* START Document section *
A Fine-Grained Control Scheme Based on Cobuild-OTX

The current Cobuild-OTX can only determine Input_cells, output_cells, cell_deps, and header_deps to be covered by the hash of OTX, without the ability to control more finely, such as excluding output_data from an output. This limitation constrains the flexibility in designing applications with OTX. Previously, Xuejie designed a more complex OTX RFC: Composable Open Transaction Lock Script that could control the signature coverage range more finely, but it had security issues in some cases, so the plan was changed to the current solution.

However, based on the current Cobuild-OTX scheme, is it possible to make some minor modifications to support fine-grained control?

First, we need to analyze which parts can be controlled more finely. Cell_deps and header_deps do not need this because they only have a fixed single attribute.

For inputs and outputs, however, fine-grained control is possible.

For inputs, there are two attributes to adjust: since, outpoint. This can be expressed with 2 bits. Given that input_cells are the number of inputs, only input_cells * 2 bits are needed to finely control the range covered by each input’s signature in the signature. For example, the first bit represents since, when it is 0, it covers since, and when it is 1, it does not cover since. Similarly, the second bit represents the outpoint. When this flag is set to 11, it effectively applies no constraints to the input. However, since the final signature verification requires unlocking the lock, it implicitly imposes a constraint on the lock.
* END Document section *
**Requests:**
1. Can you extract the passage of the Cobuild-OTX post from "A Fine-Grained Control" to "support fine-grained control?", word for word?
2. How does the post on fine-grained control in Cobuild-OTX go on? Write what comes next, picking up after its last sentence.
* START Records shown *
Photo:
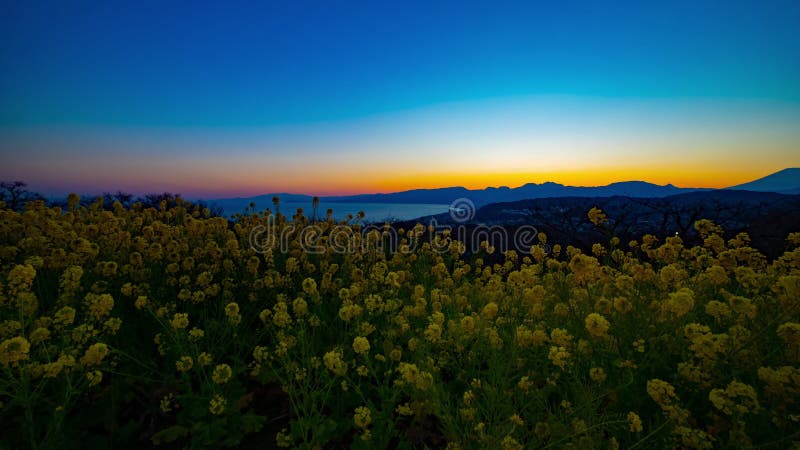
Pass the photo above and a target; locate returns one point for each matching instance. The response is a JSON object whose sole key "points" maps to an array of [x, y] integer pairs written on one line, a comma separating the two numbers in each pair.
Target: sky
{"points": [[324, 98]]}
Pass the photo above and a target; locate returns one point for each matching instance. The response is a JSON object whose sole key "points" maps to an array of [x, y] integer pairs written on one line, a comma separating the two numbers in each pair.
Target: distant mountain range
{"points": [[786, 181]]}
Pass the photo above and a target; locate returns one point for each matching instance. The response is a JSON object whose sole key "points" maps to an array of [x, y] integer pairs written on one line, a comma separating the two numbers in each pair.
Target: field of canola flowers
{"points": [[138, 327]]}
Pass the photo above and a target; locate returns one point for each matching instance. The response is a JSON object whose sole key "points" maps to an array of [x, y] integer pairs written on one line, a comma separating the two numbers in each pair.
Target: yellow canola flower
{"points": [[597, 325], [14, 350]]}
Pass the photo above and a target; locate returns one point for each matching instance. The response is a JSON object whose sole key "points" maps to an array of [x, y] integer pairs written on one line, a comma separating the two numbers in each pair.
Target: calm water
{"points": [[374, 212]]}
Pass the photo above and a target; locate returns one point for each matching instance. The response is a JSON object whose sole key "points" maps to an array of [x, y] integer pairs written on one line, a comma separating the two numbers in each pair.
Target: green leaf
{"points": [[170, 434]]}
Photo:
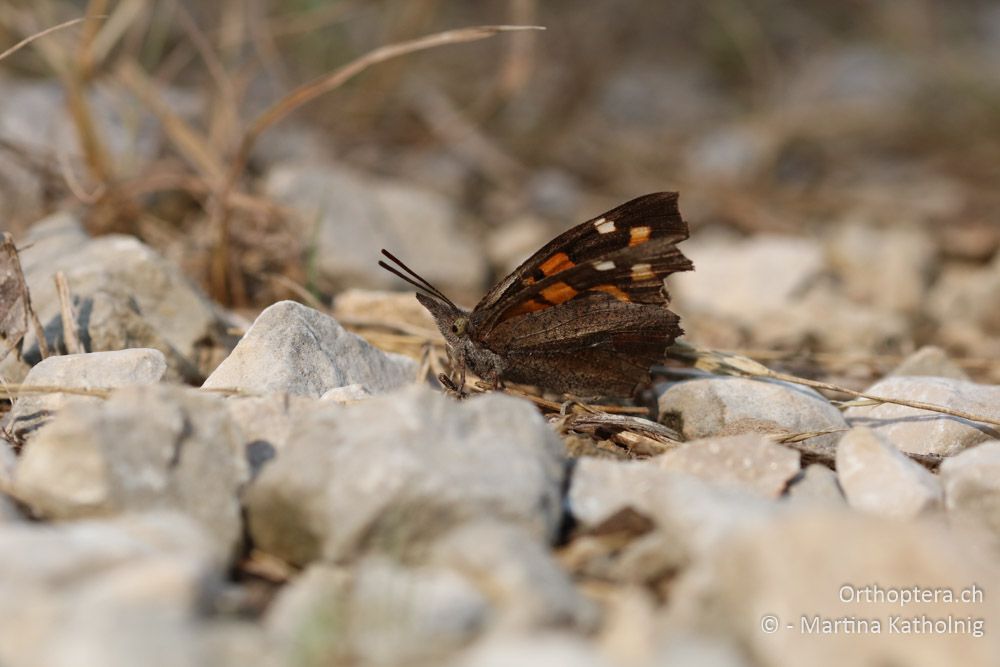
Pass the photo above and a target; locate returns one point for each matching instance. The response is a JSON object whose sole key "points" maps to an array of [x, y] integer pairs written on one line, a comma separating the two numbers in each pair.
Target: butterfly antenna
{"points": [[420, 283]]}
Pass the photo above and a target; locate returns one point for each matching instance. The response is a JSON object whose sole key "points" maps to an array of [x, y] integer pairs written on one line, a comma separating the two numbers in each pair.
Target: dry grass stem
{"points": [[71, 336], [220, 271], [722, 363], [38, 35]]}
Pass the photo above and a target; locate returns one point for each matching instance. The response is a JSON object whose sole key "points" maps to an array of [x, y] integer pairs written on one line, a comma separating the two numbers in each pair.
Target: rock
{"points": [[124, 271], [293, 349], [102, 370], [957, 303], [825, 578], [817, 485], [376, 613], [532, 650], [694, 515], [748, 462], [118, 592], [348, 394], [888, 268], [718, 406], [145, 448], [509, 245], [770, 290], [972, 485], [358, 214], [879, 479], [923, 432], [929, 361], [267, 421], [397, 308], [747, 281], [523, 581], [394, 472]]}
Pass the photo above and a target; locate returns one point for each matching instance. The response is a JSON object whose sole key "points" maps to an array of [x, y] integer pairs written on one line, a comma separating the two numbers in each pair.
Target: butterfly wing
{"points": [[649, 219], [592, 345]]}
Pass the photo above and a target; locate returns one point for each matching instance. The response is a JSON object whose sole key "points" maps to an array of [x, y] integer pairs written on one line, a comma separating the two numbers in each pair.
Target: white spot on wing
{"points": [[604, 226], [642, 272]]}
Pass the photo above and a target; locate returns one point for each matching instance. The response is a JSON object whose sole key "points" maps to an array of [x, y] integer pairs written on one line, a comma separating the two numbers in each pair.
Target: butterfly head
{"points": [[451, 320]]}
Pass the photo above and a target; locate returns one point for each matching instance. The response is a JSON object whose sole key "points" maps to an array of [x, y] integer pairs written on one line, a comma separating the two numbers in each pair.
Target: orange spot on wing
{"points": [[639, 235], [558, 262], [529, 306], [558, 293], [612, 290]]}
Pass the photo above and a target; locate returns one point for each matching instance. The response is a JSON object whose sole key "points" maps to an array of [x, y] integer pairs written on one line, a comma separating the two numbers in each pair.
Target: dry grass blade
{"points": [[304, 94], [70, 335], [38, 35], [191, 144], [722, 363], [12, 261], [13, 390]]}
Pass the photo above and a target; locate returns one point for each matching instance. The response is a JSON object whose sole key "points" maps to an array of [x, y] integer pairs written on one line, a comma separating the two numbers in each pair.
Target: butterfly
{"points": [[586, 314]]}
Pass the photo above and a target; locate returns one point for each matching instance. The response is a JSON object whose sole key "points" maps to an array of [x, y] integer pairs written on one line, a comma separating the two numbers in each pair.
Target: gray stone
{"points": [[692, 513], [522, 579], [267, 421], [118, 592], [879, 479], [532, 650], [126, 271], [717, 406], [925, 432], [971, 482], [818, 485], [358, 214], [101, 370], [888, 268], [807, 567], [929, 361], [293, 349], [393, 472], [748, 281], [145, 448], [377, 612], [748, 462]]}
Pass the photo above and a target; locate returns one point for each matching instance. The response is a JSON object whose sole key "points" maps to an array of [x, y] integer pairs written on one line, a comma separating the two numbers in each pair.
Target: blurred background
{"points": [[837, 162]]}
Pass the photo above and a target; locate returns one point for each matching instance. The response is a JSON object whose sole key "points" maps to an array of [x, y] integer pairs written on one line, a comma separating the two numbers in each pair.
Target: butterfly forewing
{"points": [[631, 225]]}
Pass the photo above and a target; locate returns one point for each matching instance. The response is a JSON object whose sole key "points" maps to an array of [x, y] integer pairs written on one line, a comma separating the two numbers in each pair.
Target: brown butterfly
{"points": [[586, 314]]}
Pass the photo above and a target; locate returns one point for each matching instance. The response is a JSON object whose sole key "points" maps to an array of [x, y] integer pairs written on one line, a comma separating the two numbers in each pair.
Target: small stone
{"points": [[929, 361], [817, 485], [924, 432], [523, 580], [129, 273], [692, 513], [888, 268], [971, 482], [718, 406], [532, 650], [355, 214], [376, 613], [145, 448], [102, 370], [879, 479], [394, 472], [348, 394], [293, 349], [105, 592], [747, 462]]}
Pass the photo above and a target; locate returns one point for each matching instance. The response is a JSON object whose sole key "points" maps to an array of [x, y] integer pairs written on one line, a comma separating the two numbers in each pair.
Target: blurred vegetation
{"points": [[766, 115]]}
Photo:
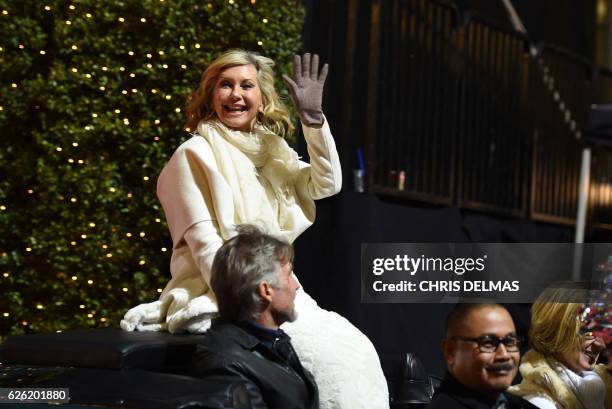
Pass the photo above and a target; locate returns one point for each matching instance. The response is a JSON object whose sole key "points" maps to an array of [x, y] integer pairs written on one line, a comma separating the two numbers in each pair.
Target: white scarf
{"points": [[248, 162], [588, 387]]}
* END Records shown *
**Set of answers:**
1.
A Fine-Grained Control Scheme Based on Cobuild-OTX

The current Cobuild-OTX can only determine Input_cells, output_cells, cell_deps, and header_deps to be covered by the hash of OTX, without the ability to control more finely, such as excluding output_data from an output. This limitation constrains the flexibility in designing applications with OTX. Previously, Xuejie designed a more complex OTX RFC: Composable Open Transaction Lock Script that could control the signature coverage range more finely, but it had security issues in some cases, so the plan was changed to the current solution.

However, based on the current Cobuild-OTX scheme, is it possible to make some minor modifications to support fine-grained control?

2.
For Outputs, there are four attributes to adjust: lock, type, capacity, output_data. A set with four elements has 16 subsets, excluding the empty set leaves 15, which can be expressed with 4 bits for each output’s coverage range. Once the mapping relationship is determined, for example, the first bit represents lock, when it is 0, it covers lock, and when it is 1, it does not cover lock. Similarly, the second bit represents type, the third bit represents capacity, and the fourth represents output_data. According to this rule, 0000 represents full signature, 0001 means not signing output_data, 1000 means not signing lock, 1010 means not signing lock and capacity, 1111 means covering nothing, but an output placeholder is needed in the corresponding position. Therefore, only the number of outputs multiplied by 4 bits is needed to achieve fine-grained control, for example, for 20 outputs, only 10 bytes of data are needed to constrain.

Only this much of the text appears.